TEXT:
• • • • •

A year later, she moved to Saint Hill to work full time for the cult. She had finally found a place in which she seemed to fit.
"They were helping people. I wanted to take the challenge on and lots of opportunities. There were chances to travel and they told me I could study art and design - which is always what I wanted to do." She pauses. "I mean I haven't actually done art and design yet, and I haven't travelled but you could do it."
Like the 250 others who work here, she receives pounds 33 per week.
Food and uniforms are free.
Kathleen is always smiling. She has shining eyes. She seems happy, if a little withdrawn when it comes to talking about herself. There is an unnerving breezy, cheery evenness about the way she talks, even about the visit from Stephen three years ago. That was the last time she saw anyone from her old life, until the trial.
"It's horrible not having your family," she says, still smiling. "I just want them to accept what I'm doing." Her mother visited the castle one Christmas. The visit was not a success. "She said she thought it was all right but she was still acting strange and wanted me to go home," Kathleen recalls.

• • • • •

DATA:
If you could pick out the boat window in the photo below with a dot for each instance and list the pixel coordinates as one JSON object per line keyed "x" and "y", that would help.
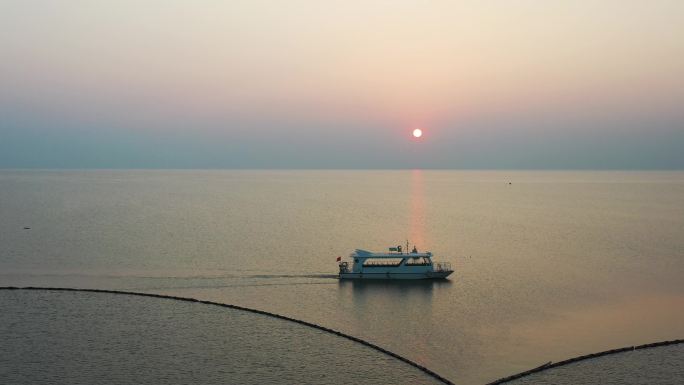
{"x": 420, "y": 261}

• • • • •

WORK TO DO:
• 1. List every number in the text about Kathleen at Saint Hill that appears as digits or as a number word.
• 2. Carry on the account of Kathleen at Saint Hill from the point where it stops, with the next few paragraphs.

TASK ANSWERS:
• 1. 250, 33, three, one

• 2.
This was the real surprise of the trial for Kathleen. After years of silence, her mother travelled unexpectedly to the courtroom to follow the proceedings. "I was shocked," Kathleen says. "I looked twice. I just wanted to talk to her. She said: 'Why haven't you come home?' I kept saying you'll put me in an institution. She kept denying it."
Her mother says that when she arrived at the court, her daughter was surrounded by members of the sect. "They said she didn't dare come home because she was frightened she would be put in an institution - as if I would do such a thing to my only child.
Besides, she is already in an institution, as far as I'm concerned - being brainwashed."
I am taken on a tour of the site, to the Great Hall adorned with its life-size portrait of Mr Hubbard, in a tuxedo, standing with his palm spread on a waist-high globe of the world.
On the other side of the castle are two long corridors which house the "audit" rooms - small cubicles in which Scientologists make their equivalent of confession. In each room is a small machine which looks like a video games console, except that it has a dial instead of a TV screen. This is the "e-meter". It is supposed to measure emotions. The subject holds a metal cylinder in each hand that is wired to the machine.
Hubbard borrowed the idea from the old lie detectors. Science suggests that the machine measures moisture levels on the palms - the idea being that you sweat when you lie. They say it measures tiny electrical charges generated by thoughts themselves.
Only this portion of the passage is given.